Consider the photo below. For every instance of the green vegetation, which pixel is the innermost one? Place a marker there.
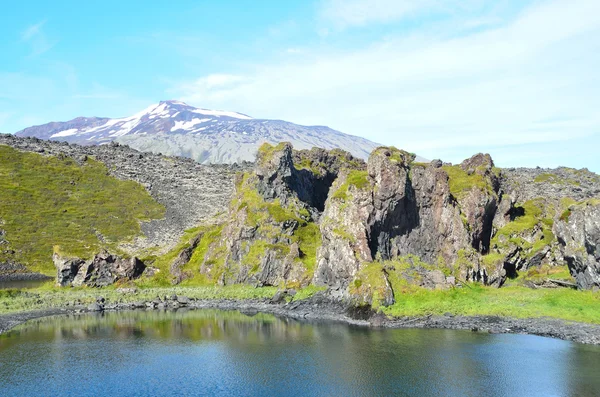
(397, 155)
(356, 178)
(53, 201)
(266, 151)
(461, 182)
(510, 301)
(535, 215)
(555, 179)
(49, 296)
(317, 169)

**********

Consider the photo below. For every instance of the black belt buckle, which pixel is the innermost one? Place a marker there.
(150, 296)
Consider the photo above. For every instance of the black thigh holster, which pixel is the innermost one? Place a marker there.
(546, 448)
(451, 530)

**********

**Work to do:** List each line of the data above that contains the word "below".

**Worked answer:**
Consider the photo below. For every instance of the green vegetation, which pixel is the innermost one? Place a marker there.
Consider the photo below. For every instance of the black belt buckle, which pixel is the innermost one? Place a marker there.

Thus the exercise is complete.